- [Work order] Find the word "tree" in the data, then copy each line where it is found.

- [Given records]
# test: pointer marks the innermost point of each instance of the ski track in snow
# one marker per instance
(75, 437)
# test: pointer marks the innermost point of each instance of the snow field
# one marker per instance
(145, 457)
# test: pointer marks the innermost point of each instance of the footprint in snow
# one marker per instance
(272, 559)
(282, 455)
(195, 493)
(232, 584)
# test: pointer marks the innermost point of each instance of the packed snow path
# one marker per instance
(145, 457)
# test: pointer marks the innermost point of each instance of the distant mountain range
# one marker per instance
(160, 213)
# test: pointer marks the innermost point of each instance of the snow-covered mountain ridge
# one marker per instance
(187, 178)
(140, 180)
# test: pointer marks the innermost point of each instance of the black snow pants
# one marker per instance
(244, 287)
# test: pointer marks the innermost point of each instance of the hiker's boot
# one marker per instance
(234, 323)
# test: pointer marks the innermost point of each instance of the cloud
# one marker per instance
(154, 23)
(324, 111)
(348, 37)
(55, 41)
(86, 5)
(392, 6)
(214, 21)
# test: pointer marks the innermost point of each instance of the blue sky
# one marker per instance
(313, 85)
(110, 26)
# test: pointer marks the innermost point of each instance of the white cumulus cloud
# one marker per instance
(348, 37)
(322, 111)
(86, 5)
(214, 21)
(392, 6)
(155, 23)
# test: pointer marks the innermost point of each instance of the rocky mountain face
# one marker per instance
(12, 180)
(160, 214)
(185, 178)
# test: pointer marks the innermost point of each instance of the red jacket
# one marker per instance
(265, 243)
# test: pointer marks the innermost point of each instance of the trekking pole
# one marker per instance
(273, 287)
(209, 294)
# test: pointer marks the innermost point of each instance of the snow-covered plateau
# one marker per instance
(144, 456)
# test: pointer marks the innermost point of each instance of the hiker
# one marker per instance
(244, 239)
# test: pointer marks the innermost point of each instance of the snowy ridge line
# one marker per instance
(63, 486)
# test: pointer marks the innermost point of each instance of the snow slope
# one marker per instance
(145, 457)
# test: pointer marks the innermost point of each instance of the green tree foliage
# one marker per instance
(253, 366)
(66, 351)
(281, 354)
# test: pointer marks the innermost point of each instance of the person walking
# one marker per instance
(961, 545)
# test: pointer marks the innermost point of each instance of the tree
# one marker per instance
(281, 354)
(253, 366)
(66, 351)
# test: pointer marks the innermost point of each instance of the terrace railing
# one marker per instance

- [Written solution]
# test: pointer marks the innermost point of each instance of the green tree foliage
# test: pointer marks the innermost point of each instance of the tree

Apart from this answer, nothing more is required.